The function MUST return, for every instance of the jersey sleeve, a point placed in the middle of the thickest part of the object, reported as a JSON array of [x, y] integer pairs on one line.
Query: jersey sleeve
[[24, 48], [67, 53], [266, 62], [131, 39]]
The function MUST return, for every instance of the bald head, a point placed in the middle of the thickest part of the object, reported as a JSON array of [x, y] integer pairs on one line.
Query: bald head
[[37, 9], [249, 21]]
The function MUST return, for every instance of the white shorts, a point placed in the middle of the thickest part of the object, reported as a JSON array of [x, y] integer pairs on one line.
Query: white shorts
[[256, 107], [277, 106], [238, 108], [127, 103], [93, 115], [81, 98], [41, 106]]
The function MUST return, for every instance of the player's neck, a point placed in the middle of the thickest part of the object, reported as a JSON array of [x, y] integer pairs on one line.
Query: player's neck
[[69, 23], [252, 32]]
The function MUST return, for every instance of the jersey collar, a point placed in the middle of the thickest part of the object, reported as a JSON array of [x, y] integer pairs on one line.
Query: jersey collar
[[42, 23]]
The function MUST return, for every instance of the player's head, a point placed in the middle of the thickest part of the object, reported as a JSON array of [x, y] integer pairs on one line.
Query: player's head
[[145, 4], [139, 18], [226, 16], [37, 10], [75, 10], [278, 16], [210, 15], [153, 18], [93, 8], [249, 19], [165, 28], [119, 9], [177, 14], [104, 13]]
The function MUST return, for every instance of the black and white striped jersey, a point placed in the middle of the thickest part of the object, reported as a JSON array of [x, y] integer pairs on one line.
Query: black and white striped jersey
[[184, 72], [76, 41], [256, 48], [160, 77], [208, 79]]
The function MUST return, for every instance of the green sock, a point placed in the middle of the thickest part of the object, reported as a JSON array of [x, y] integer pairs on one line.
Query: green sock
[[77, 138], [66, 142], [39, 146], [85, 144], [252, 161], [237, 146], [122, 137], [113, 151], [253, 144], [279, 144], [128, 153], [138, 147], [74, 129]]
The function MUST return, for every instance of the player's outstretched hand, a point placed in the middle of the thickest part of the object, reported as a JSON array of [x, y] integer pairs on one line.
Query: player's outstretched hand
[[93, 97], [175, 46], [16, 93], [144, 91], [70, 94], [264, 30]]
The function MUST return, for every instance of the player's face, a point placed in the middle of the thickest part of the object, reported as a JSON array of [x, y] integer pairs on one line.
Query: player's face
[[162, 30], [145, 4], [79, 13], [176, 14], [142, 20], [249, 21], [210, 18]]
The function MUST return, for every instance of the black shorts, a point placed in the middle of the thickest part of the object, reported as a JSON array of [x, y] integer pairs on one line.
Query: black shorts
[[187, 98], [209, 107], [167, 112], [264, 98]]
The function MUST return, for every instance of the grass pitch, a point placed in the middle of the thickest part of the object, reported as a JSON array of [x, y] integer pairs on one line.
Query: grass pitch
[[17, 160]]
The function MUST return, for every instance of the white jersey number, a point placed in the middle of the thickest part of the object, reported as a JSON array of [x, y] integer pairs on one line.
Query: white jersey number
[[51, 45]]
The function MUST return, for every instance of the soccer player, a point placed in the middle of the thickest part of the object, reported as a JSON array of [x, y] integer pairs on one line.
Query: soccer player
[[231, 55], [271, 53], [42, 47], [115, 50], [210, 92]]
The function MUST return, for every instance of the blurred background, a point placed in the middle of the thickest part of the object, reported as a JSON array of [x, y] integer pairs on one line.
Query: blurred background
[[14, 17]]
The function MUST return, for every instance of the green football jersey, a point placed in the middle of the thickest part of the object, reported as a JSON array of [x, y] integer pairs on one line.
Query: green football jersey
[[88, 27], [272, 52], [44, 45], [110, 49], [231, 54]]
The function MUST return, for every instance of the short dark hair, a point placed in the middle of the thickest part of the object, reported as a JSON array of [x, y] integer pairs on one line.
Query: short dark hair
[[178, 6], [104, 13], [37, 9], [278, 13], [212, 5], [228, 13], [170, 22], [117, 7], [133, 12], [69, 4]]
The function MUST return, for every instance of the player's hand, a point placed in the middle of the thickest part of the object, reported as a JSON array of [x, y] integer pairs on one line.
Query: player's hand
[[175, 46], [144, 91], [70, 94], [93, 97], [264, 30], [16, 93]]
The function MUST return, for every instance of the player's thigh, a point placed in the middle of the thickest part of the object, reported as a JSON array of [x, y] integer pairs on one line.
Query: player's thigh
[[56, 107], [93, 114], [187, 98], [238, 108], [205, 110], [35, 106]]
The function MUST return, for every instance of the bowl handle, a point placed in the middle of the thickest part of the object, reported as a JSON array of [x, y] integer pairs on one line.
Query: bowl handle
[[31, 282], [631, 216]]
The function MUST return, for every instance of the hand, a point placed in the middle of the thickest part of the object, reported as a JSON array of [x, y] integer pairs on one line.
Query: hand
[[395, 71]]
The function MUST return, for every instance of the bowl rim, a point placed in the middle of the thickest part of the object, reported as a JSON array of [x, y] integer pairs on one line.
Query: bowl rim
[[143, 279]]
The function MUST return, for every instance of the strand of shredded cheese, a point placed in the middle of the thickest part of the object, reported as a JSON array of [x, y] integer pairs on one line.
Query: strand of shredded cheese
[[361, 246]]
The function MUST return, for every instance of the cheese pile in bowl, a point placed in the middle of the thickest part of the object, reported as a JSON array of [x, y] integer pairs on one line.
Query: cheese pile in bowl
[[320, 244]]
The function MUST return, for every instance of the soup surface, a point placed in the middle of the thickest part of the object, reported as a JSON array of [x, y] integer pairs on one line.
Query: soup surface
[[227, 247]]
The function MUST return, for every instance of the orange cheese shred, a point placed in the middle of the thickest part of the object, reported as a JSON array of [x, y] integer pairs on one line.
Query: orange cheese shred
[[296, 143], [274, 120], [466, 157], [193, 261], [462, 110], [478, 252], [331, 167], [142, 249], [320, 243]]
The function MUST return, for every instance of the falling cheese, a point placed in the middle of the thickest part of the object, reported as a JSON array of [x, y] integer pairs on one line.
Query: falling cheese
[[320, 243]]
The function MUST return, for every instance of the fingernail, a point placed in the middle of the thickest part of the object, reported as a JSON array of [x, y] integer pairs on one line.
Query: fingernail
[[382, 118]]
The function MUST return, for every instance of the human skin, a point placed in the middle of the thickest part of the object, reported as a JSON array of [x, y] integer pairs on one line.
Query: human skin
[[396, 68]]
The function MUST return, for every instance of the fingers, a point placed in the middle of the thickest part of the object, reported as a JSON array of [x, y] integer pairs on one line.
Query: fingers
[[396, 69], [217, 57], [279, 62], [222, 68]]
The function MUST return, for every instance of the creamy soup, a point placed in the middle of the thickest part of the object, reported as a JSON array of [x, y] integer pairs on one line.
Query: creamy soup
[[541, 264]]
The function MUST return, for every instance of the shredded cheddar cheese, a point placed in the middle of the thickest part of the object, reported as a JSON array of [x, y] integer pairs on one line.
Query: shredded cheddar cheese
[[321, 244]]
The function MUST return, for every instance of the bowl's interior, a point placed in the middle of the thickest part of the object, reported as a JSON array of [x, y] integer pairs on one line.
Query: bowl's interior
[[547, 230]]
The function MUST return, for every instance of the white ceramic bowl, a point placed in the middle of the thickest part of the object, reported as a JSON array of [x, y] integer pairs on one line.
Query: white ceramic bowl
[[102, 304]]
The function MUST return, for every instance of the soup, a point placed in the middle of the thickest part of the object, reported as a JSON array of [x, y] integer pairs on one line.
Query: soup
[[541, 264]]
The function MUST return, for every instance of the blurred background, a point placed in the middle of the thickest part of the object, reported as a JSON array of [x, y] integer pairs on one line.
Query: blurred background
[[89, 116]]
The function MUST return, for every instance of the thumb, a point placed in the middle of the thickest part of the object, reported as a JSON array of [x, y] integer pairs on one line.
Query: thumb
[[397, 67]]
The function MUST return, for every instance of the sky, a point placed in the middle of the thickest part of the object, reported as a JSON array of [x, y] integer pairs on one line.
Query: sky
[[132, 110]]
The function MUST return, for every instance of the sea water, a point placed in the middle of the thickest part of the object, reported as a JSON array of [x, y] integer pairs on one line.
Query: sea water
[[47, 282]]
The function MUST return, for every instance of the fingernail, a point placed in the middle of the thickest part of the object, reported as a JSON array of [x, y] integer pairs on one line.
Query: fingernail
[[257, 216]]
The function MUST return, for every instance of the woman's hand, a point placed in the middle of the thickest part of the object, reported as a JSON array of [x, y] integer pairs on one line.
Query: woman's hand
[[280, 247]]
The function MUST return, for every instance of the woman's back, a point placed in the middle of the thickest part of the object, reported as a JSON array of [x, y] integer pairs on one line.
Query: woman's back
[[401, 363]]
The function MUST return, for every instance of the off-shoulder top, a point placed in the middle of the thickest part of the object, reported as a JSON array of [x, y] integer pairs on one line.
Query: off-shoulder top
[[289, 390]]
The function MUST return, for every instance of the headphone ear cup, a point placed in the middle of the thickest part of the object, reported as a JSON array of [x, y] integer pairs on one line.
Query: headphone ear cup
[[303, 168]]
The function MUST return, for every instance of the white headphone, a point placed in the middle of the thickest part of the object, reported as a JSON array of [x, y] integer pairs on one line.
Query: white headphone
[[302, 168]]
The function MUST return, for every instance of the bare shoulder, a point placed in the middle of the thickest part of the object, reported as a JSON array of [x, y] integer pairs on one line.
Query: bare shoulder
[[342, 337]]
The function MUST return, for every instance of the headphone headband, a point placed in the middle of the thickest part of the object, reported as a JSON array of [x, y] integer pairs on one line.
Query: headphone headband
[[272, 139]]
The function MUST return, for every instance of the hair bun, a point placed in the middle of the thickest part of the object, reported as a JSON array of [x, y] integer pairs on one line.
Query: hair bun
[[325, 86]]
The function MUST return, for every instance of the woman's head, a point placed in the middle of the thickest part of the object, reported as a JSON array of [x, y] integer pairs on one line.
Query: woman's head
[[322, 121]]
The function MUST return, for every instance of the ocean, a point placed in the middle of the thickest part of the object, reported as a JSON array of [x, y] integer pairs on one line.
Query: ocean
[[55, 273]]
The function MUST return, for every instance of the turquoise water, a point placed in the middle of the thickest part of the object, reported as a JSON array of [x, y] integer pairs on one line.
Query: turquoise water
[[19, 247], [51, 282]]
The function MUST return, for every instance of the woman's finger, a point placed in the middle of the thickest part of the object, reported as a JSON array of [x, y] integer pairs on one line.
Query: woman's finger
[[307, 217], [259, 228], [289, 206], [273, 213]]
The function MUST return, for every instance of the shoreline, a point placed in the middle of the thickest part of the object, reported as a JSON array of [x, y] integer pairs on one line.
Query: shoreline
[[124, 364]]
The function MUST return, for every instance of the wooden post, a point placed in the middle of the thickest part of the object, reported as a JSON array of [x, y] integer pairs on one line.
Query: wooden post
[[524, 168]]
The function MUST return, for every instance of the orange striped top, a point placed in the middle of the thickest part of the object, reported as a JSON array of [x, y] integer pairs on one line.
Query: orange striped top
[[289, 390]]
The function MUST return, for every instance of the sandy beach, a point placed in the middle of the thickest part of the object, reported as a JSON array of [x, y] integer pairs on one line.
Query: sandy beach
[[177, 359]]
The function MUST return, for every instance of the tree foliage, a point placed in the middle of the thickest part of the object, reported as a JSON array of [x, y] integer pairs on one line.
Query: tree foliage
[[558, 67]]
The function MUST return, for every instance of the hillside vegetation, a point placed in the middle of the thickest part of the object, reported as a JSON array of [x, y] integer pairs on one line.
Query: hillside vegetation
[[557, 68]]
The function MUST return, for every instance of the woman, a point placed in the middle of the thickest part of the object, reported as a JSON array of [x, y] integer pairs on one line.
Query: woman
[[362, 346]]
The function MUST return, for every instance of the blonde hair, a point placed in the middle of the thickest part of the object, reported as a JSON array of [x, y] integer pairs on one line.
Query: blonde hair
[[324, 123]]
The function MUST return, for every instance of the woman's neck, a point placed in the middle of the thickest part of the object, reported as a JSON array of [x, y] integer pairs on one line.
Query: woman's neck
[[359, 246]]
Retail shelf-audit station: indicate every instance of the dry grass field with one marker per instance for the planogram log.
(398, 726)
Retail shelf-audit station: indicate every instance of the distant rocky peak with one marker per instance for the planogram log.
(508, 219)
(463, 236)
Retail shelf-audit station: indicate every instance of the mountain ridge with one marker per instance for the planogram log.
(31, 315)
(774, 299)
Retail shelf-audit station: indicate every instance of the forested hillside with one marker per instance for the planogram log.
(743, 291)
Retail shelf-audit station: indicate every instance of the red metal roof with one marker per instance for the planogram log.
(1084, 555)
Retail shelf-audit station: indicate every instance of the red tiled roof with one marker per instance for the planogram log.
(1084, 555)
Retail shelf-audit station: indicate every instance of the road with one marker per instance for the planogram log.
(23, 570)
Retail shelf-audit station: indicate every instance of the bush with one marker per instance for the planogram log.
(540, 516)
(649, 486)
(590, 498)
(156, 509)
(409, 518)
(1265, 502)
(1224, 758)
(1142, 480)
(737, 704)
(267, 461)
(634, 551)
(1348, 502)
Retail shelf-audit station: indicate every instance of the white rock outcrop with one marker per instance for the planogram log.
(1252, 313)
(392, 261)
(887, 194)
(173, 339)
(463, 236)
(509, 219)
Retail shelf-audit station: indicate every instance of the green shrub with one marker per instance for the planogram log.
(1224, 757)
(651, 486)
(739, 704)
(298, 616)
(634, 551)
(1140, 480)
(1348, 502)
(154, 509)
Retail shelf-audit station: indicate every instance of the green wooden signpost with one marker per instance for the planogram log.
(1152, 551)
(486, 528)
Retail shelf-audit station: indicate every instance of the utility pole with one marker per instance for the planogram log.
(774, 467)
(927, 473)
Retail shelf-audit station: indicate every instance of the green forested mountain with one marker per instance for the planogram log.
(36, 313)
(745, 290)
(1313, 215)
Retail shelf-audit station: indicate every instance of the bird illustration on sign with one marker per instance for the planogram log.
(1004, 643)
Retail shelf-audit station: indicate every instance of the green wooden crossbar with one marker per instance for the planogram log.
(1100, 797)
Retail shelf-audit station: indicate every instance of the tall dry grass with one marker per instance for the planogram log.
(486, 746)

§ **Task objective**: Repeat exactly the lines from the line containing "the green shrub" through the end of the listing above; both boundary lines are part of the output.

§ **Task answer**:
Retail shelf-audit station: indicate every instance of the green shrub with one marker per instance for the planogram log.
(1224, 757)
(651, 486)
(739, 704)
(298, 616)
(634, 551)
(1140, 480)
(1348, 502)
(154, 509)
Retail shelf-audit station: indicate every instance of the green wooden signpost with one marker per instance for the planogram log.
(1152, 551)
(486, 528)
Retail shelf-audit station: indicate every instance of the utility pole with one marker per instance for the planogram log.
(774, 467)
(927, 473)
Retail shelf-audit station: indicate every instance of the green forested mountain with one marker per instance for the planogram log.
(36, 313)
(745, 290)
(1313, 215)
Retail shelf-audit station: indicate every instance of the bird illustration on sign with one marker per instance for the planogram log.
(1004, 643)
Retail shelf-audit station: indicate every instance of the green wooden crossbar with one marker per instance for the planogram log.
(1100, 797)
Retail shelf-audit station: indicate every instance of the tall dry grass with one marker per instance for the planogram log.
(486, 746)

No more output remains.